▶ _TEXTO PARA ANÁLISIS_:
En concordancia, los pacientes de SARS procedentes de regiones con un API alto tenían el doble de probabilidades de morir de SARS que los procedentes de regiones con un API bajo.
Co-morbilidad
Ahora bien, en el caso del cambio climático y COVID-19 hay una relación de co-morbilidad, es decir, uno profundiza los impactos del otro y viceversa.
“Esto significa que pueden alimentarse el uno del otro de diversas maneras, profundizando los impactos del otro, expandiendo las desigualdades, enfermedades e injusticias en todo el mundo”, manifestó Karliner.
Según el informe The Lancet Countdown of Health and Climate Change, a nivel global se ha observado un aumento del 44% en la ocurrencia de desastres de índole meteorológico –como huracanes, inundaciones y sequías– desde el 2000.
Para la OMS, el cambio climático aumentaría la frecuencia de epidemias después de inundaciones y tormentas, y tendría efectos considerables sobre la salud tras los desplazamientos de poblaciones por la subida del nivel del mar.

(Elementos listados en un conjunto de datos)

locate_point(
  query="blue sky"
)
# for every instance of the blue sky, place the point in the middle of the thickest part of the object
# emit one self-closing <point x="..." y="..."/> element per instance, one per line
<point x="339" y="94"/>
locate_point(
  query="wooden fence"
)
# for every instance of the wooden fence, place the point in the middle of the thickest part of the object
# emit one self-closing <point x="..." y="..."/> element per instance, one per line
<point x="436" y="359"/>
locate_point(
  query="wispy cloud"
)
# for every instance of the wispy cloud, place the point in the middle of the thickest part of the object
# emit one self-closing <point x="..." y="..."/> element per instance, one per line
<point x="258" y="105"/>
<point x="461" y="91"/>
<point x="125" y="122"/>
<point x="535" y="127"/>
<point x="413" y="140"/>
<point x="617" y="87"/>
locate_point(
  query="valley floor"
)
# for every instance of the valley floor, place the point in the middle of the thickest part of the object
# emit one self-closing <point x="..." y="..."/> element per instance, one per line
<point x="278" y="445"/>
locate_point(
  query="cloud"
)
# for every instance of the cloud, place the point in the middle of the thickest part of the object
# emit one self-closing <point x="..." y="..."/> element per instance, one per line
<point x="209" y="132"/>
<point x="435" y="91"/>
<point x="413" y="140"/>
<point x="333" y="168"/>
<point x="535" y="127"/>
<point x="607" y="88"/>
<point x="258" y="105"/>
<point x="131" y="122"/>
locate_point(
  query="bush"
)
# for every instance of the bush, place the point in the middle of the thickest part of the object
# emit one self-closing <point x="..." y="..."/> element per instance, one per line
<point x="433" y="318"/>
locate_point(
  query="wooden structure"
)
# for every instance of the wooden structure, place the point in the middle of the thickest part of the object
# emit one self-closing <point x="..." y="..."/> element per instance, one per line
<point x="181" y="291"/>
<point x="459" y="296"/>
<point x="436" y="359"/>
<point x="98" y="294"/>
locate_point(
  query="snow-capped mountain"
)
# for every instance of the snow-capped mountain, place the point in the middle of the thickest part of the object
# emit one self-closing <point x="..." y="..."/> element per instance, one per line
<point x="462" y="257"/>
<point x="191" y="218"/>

▶ _TAREAS Y EJERCICIOS_:
1. Responda según el texto para análisis:
(a) ¿Qué probabilidad de morir de SARS tenían los pacientes procedentes de regiones con un API alto, frente a los de regiones con un API bajo?
(b) ¿Qué aumento en la ocurrencia de desastres de índole meteorológico se ha observado a nivel global desde el 2000, según el informe The Lancet Countdown of Health and Climate Change?
(c) Para la OMS, ¿qué aumentaría el cambio climático después de inundaciones y tormentas?
2. Transcriba textualmente un fragmento del texto para análisis: empiece en las palabras que contienen "Según el informe" y termine después de "desde el 2000.".
Para responder, básese solo en el texto para análisis.

▶ _RESPUESTAS POR TAREA_:
1.
(a) El doble.
(b) Un aumento del 44%.
(c) La frecuencia de epidemias.

2.
Según el informe The Lancet Countdown of Health and Climate Change, a nivel global se ha observado un aumento del 44% en la ocurrencia de desastres de índole meteorológico –como huracanes, inundaciones y sequías– desde el 2000.